* [WHAT YOU ARE ASKED TO DO]:
Copy nothing but the text: repeat each entry exactly and drop the images.

* [EXERCISE INPUT]:

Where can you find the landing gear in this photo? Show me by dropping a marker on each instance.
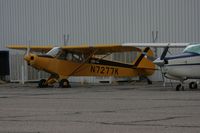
(193, 85)
(179, 87)
(64, 83)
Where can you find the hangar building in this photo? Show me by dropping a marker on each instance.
(41, 22)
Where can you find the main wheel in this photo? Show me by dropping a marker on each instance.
(42, 84)
(193, 85)
(179, 87)
(64, 83)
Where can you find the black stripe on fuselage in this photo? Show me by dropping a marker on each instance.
(46, 56)
(141, 56)
(109, 63)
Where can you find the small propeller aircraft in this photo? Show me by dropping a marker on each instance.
(181, 66)
(81, 60)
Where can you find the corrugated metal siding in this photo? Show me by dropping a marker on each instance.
(98, 21)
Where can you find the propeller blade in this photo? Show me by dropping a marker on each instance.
(164, 53)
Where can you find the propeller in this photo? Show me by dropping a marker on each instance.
(164, 53)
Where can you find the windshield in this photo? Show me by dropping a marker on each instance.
(194, 48)
(54, 51)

* [WORKED ANSWER]:
Where can you find the landing gear in this photo? Show me by dropping a marker on each instance.
(193, 85)
(179, 87)
(64, 83)
Where can you find the hangar building in this photo? Show me by dropping a marker on each instance.
(41, 22)
Where can you find the main wheel in this photo? Show me by dropping a marker on each instance.
(42, 84)
(193, 85)
(179, 87)
(64, 83)
Where can you find the black stripe on fuselage in this photo? Show me by dropping a marker on each instance.
(46, 56)
(141, 56)
(109, 63)
Where can you find the small propeller aircraft in this photo? Show me by dropping a marker on each instance.
(181, 66)
(81, 60)
Where can you find the corrugated metal siding in this photo? Show me by dropping a marker on each instance.
(98, 21)
Where can you find the propeller blade in this photo? Show me by dropping a marker on each instance.
(164, 53)
Where can you find the propeller in this photo? Show me by dropping a marker on each instance.
(164, 53)
Where can you find the windshield in this photo? Show me by dropping a marker on each instance.
(194, 48)
(54, 51)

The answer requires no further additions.